BRANO DEL DOCUMENTO »
· · ·
USARE LINK PREDICTION CON ADAMIC ADAR PER PAGE RANK

In [3]:
# pip install hdfs
# ./hdfscli.cfg

#     [global]
#     default.alias = dev

#     [dev.alias]
#     url = http://localhost:9870

# from hdfs import Config

# client = Config().get_client('dev')
# test = client.list('/test')
# print(test)

# with client.read('/test/movies.csv') as reader:
#     movies = reader.read()

In [4]:
import findspark
findspark.init()

In [5]:
import pyspark
from pyspark.sql import SparkSession
from pyspark.sql.functions import col, lit
import networkx as nx
import matplotlib.pyplot as plt
import numpy as np
from pyspark.sql.functions import udf
from pyspark.sql.types import FloatType
from graphframes import GraphFrame

# Creazione della SparkSession
# spark = SparkSession.builder.appName("Spark GraphFrames Example").getOrCreate()
· · ·
CONSEGNA » Nel brano sulla link prediction, sostituisci "reader" con "file_reader" nella parte che va da "# from hdfs" a "findspark.init()", poi riporta quella parte.

[Dati di puntamento di oggetti nelle foto]
· · ·
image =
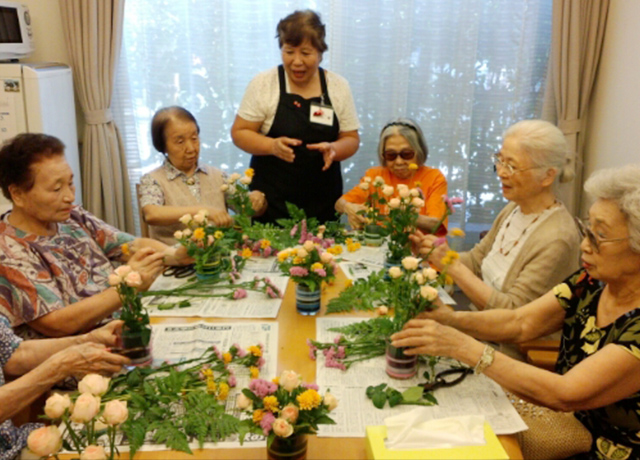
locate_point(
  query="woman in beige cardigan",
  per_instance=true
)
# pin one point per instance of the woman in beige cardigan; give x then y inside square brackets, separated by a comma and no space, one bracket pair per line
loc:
[533,244]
· · ·
RISPOSTA »
# from hdfs import Config

# client = Config().get_client('dev')
# test = client.list('/test')
# print(test)

# with client.read('/test/movies.csv') as file_reader:
#     movies = file_reader.read()

In [4]:
import findspark
findspark.init()